---------- Фрагмент текста

Я иду на урок
Я иду на урок: 10–11-й классы
Лариса Торопчина
Лариса Васильевна ТОРОПЧИНА — учитель московской гимназия № 1549; заслуженный учитель России.
“Запах антоновских яблок исчезает из помещичьих усадеб...”
Вишнёвый сад продан, его уже нет, это правда…
Про меня забыли…
А.П. Чехов
Говоря о сквозных темах в литературе, хотелось бы выделить тему угасания помещичьих гнёзд как одну из интересных и глубоких. Рассматривая её, ученики 10–11-х классов обращаются к произведениям XIX–XX веков.
В течение многих столетий русское дворянство было оплотом государственной власти, главенствующим классом в России, “цветом нации”, что, разумеется, нашло отражение в литературе. Конечно, персонажами литературных произведений становились не только честные и благородные Стародум и Правдин, открытый, нравственно чистый Чацкий, не удовлетворённые праздным существованием в свете Онегин и Печорин, прошедшие через многие испытания в поисках смысла жизни Андрей Болконский и Пьер Безухов, но и грубые и невежественные Простаковы и Скотинин, радеющий исключительно “родному человечку” Фамусов, прожектёр Манилов и бесшабашный “исторический человек” Ноздрёв (последних, кстати, значительно больше, как и в жизни).
Читая художественные произведения ХVIII — первой половины XIX века, мы видим героев-хозяев — будь то госпожа Простакова, привыкшая к слепому повиновению окружающих её воле, или супруга Дмитрия Ларина, единолично, “мужа не спросясь”, управлявшая имением, или “чёртов кулак” Собакевич, крепкий хозяин, знавший не только имена своих крепостных, но и особенности их характеров, их умения и ремёсла и с законной гордостью отца-помещика расхваливавший “мёртвые души”.

--------------------
---------- Записи

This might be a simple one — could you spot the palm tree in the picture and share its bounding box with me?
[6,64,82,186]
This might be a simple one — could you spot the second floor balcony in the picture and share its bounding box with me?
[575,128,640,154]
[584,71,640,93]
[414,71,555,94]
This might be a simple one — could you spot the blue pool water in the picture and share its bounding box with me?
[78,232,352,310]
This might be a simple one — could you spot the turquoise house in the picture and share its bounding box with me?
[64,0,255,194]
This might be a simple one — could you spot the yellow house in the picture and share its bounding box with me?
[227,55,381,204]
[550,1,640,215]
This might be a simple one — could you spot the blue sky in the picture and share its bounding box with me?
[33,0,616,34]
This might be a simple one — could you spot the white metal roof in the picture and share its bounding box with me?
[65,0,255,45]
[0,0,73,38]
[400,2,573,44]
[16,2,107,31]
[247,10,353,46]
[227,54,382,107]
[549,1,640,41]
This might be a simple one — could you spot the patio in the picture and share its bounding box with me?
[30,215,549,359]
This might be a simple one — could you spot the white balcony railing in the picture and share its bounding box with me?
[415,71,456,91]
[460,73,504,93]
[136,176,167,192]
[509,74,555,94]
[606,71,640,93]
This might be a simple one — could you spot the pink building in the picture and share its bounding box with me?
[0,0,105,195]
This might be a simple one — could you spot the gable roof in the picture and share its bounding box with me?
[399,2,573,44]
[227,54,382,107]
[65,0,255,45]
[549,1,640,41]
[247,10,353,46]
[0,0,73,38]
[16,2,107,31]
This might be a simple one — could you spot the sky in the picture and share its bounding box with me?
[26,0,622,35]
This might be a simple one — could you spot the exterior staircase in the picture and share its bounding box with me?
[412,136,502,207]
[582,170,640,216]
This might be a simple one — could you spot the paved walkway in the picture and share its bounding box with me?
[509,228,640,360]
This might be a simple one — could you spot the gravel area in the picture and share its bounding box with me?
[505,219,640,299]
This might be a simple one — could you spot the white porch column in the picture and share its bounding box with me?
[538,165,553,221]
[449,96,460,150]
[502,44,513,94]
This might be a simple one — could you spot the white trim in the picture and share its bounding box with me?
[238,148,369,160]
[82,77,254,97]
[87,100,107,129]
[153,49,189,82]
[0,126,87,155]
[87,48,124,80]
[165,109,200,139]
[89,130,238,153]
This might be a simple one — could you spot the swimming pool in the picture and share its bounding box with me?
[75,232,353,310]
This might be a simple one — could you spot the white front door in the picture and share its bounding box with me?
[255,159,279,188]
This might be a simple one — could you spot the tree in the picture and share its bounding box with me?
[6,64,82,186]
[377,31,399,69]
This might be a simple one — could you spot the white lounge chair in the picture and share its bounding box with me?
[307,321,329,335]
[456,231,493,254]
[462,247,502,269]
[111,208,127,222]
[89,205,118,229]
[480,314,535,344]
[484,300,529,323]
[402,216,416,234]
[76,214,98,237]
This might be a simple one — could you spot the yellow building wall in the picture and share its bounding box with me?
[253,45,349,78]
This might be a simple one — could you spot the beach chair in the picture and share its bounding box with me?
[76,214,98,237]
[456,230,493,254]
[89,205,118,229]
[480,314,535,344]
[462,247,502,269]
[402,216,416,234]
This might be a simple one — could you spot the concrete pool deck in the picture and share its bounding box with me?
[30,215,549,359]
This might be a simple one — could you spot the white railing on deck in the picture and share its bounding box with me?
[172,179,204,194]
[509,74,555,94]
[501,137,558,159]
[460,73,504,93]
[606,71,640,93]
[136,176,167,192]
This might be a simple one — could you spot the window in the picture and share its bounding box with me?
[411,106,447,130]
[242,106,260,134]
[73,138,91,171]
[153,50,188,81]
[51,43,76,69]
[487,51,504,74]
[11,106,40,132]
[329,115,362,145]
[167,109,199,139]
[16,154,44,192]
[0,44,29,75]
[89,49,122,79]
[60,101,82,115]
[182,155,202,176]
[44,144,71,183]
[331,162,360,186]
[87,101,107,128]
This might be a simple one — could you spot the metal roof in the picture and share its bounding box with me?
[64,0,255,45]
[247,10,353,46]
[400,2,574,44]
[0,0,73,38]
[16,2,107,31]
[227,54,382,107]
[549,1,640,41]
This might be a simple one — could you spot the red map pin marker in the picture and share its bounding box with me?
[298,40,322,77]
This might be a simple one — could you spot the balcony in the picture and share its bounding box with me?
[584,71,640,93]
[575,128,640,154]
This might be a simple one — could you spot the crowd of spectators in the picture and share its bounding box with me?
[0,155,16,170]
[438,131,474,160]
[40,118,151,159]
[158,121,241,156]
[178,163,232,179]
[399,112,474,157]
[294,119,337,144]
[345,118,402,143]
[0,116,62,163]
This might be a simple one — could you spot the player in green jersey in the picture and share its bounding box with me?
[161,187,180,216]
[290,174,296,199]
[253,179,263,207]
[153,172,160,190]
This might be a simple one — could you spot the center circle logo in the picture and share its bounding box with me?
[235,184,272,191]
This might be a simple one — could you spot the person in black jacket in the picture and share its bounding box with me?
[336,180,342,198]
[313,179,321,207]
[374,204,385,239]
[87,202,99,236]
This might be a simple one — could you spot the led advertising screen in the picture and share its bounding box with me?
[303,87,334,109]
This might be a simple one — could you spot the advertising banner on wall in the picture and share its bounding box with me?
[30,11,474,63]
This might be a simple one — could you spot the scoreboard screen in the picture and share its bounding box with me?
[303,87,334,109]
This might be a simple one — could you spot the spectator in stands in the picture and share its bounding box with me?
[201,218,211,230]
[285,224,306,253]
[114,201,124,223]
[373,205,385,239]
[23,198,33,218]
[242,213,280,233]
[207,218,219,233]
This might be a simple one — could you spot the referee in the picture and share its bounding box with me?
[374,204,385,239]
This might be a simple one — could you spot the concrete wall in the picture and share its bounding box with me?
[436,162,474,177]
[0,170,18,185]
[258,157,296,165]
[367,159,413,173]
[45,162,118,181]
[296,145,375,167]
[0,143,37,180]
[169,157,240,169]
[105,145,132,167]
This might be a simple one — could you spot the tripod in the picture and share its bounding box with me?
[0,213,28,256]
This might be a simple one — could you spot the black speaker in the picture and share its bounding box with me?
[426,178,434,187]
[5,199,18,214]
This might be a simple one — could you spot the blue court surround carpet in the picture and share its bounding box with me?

--------------------

Задание — Перепишите дословно часть приведенного выше текста об угасании помещичьих гнезд в литературе, начиная со слов «В течение многих» и заканчивая словами «и в жизни).».

Полный ответ —
В течение многих столетий русское дворянство было оплотом государственной власти, главенствующим классом в России, “цветом нации”, что, разумеется, нашло отражение в литературе. Конечно, персонажами литературных произведений становились не только честные и благородные Стародум и Правдин, открытый, нравственно чистый Чацкий, не удовлетворённые праздным существованием в свете Онегин и Печорин, прошедшие через многие испытания в поисках смысла жизни Андрей Болконский и Пьер Безухов, но и грубые и невежественные Простаковы и Скотинин, радеющий исключительно “родному человечку” Фамусов, прожектёр Манилов и бесшабашный “исторический человек” Ноздрёв (последних, кстати, значительно больше, как и в жизни).